# Aim of the task
Select each line of the material below that contains the string "this", and treat uppercase and lowercase letters as different.

# Listed entries

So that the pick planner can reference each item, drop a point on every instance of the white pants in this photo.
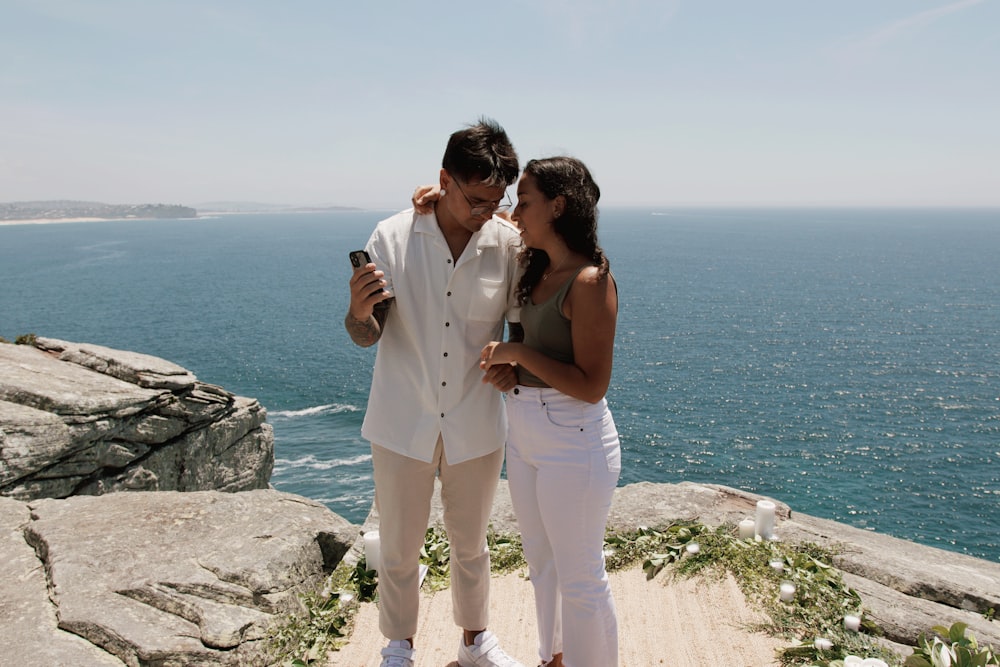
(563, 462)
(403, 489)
...
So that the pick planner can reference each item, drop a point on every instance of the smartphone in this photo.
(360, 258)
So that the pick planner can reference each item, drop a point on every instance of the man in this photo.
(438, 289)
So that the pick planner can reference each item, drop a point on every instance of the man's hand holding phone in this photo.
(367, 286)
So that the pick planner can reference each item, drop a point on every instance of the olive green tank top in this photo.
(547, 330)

# Finished exercise
So that the pick planner can reference each item, drop a point on every instance of the white pants in this photo.
So that the pick planner can reference each item, drop a point on every instance of the smartphone in this photo.
So that the pick planner can reference each item, drop a point on every instance of the man in this photo.
So that the pick planner can reference each item, drop a point on every instance of the man's hand holding phone in this photo.
So that the pick planner can reference each item, drop a point on every instance of the olive green tank top in this photo.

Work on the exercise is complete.